(begin)

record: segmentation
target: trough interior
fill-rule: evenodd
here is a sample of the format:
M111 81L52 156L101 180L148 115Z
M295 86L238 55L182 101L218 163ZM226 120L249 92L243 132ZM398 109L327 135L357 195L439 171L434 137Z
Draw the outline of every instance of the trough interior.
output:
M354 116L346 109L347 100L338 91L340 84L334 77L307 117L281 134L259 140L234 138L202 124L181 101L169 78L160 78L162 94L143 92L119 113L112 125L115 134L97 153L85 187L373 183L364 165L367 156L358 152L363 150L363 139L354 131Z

(end)

Without leaving anything out, give the entries again exactly.

Answer to this exercise
record: segmentation
target: trough interior
fill-rule: evenodd
here is a sample of the format:
M111 81L52 156L101 180L148 115Z
M295 86L238 55L182 101L218 163ZM226 120L249 92L243 132ZM398 109L327 135L357 195L439 171L434 137Z
Draw the outline of every instance of the trough interior.
output:
M354 116L346 109L347 100L338 91L340 84L334 77L307 117L281 134L259 140L234 138L202 124L181 101L169 78L160 78L162 94L143 92L119 113L112 125L115 134L97 153L85 187L373 183L364 165L367 156L358 152L363 150L363 139L354 131Z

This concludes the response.